Reputation: 2661
I’ve data in the following format:
(Id, Description)
1, xyz is something. Abc bcd & so on.
1, xyz is something. Abc xyz & so on.
2, abc is something. Abc xyz & so on.
I need output in this format:
Id, Word
I tried this:
A = LOAD './data.txt' USING PigStorage(',') as (id: int, desc:chararray);
B = FOREACH A GENERATE id, FLATTEN(STRSPLIT(desc, '[,?:;\s]'));
This results in output such as this:
1, xyz, is, something, Abc, bcd, so, on
What I want is:
1, xyz
1, is
1, something
etc etc..
How can I do this in Pig (without writing a UDF)?
PS: Also tried:
B = FOREACH A GENERATE id, FLATTEN(datafu.pig.util.TransposeTupleToBag(STRSPLIT(desc, '[.&,?:;\s]')));
Upvotes: 0
Views: 530
Reputation: 16
You can use Tokenize in pig. Please find below answer.
Here is the input file
cat file1
1,xyz is something
2,abc is something
A = load 'file1' using PigStorage(',');
B = foreach A generate $0, FLATTEN(TOKENIZE($1));
dump B
(1,xyz)
(1,is)
(1,something)
(2,abc)
(2,is)
(2,something)
Upvotes: 0

● ● ● ● ●

Brief 1: In the Pig forum thread, what does the asker want to avoid writing?

[Boundary annotation records]
● ● ● ● ●

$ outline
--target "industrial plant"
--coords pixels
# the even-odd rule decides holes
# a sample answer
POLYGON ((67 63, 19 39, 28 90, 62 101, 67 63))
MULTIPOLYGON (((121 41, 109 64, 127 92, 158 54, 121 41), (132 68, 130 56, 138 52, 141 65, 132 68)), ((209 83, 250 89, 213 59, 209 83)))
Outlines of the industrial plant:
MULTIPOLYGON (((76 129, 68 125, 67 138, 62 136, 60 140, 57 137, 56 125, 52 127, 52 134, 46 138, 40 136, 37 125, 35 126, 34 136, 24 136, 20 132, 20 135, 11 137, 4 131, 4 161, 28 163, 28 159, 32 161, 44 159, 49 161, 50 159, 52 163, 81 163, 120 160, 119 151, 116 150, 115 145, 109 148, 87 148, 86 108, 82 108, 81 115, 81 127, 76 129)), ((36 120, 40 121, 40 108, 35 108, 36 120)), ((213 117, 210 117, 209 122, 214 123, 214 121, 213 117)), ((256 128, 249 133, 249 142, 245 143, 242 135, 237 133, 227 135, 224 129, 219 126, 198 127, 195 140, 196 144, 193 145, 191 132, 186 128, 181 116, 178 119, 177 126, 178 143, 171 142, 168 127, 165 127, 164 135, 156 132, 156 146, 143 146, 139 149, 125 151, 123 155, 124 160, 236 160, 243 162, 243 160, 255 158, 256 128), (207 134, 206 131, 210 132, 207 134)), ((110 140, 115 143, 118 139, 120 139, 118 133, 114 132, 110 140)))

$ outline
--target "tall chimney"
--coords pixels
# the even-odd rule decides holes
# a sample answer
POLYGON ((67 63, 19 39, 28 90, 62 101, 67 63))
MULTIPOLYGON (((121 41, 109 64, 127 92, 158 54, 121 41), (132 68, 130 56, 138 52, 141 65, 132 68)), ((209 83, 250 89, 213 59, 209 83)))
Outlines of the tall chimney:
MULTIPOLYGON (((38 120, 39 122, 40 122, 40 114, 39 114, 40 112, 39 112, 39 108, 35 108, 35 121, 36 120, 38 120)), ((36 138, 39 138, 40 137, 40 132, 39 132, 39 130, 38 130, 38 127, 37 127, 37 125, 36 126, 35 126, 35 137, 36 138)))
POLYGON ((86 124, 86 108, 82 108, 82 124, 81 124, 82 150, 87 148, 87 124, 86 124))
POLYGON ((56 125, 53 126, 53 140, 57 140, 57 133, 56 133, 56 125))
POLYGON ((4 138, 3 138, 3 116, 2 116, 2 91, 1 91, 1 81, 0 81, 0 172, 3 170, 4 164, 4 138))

● ● ● ● ●

Brief 2: Reproduce the records verbatim, everything from their first line down through the line containing "Outlines of the industrial".

Problem solution 1: A UDF.

Problem solution 2:
$ outline
--target "industrial plant"
--coords pixels
# the even-odd rule decides holes
# a sample answer
POLYGON ((67 63, 19 39, 28 90, 62 101, 67 63))
MULTIPOLYGON (((121 41, 109 64, 127 92, 158 54, 121 41), (132 68, 130 56, 138 52, 141 65, 132 68)), ((209 83, 250 89, 213 59, 209 83)))
Outlines of the industrial plant:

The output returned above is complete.